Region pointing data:
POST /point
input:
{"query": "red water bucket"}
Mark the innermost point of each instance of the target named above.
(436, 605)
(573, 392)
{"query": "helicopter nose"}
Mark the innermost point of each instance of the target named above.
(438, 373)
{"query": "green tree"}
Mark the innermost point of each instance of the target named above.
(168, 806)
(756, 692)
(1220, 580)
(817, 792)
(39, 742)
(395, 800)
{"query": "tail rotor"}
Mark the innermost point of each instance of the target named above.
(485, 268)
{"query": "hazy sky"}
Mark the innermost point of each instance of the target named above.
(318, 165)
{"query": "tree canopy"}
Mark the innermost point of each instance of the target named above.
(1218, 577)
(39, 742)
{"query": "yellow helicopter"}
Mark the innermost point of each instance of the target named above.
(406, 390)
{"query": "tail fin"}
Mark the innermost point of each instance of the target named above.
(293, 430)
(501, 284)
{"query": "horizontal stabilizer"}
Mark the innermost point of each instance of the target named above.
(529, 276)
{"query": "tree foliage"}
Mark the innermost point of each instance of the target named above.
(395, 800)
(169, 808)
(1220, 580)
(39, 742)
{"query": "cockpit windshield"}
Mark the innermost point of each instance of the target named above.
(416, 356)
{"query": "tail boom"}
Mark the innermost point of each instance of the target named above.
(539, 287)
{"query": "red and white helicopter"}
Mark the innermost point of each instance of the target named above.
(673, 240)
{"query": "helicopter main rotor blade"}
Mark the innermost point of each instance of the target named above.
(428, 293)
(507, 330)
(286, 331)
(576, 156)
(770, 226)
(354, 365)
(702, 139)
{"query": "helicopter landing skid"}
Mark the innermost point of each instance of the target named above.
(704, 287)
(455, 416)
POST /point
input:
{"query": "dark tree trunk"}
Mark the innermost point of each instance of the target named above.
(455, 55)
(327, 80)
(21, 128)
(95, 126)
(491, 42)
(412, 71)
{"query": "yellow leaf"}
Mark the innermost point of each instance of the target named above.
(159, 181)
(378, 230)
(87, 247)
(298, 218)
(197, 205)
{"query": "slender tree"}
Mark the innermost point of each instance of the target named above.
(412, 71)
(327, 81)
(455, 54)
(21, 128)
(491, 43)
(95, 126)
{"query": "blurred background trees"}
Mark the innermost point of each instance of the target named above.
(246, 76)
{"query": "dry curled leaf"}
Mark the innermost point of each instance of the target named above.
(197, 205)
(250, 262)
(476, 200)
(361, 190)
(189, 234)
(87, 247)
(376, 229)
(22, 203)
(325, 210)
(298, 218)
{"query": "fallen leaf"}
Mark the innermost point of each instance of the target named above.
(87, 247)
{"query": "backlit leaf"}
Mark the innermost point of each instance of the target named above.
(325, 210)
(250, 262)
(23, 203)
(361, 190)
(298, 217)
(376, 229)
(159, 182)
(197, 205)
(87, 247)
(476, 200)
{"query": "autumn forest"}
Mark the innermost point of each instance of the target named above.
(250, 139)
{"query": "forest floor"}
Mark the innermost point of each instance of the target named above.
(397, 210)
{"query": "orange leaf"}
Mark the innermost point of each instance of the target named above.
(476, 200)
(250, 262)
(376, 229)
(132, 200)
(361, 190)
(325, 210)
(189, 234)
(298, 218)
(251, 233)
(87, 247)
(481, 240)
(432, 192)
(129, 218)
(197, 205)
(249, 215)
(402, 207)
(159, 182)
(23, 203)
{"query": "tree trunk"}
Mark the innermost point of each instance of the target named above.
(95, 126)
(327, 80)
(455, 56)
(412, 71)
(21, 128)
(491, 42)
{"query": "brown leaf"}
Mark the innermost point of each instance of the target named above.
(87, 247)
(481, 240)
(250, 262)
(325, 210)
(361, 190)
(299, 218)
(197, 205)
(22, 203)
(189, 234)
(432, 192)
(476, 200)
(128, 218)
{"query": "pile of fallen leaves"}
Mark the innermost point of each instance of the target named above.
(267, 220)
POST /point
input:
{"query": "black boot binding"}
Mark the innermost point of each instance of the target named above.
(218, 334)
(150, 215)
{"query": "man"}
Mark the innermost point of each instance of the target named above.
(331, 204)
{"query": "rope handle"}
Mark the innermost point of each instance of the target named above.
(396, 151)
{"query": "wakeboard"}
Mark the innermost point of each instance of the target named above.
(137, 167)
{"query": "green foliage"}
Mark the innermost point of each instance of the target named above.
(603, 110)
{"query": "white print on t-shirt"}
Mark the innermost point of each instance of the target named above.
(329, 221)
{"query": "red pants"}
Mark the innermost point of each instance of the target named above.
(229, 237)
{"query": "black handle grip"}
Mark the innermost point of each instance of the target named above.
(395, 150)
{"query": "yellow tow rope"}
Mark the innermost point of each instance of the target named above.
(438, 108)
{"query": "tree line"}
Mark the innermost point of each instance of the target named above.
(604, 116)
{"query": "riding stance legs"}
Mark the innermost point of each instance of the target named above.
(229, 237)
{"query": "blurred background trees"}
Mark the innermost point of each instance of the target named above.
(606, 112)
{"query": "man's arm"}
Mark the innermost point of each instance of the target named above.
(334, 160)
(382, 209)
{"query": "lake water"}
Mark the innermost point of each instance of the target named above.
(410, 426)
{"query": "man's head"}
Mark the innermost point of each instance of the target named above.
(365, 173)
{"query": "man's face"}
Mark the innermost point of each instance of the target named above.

Problem details: Across the entries above, find the lines with the string "rotor" and copy them.

Expected answer:
{"query": "tail rotor"}
{"query": "helicopter main rotor blade"}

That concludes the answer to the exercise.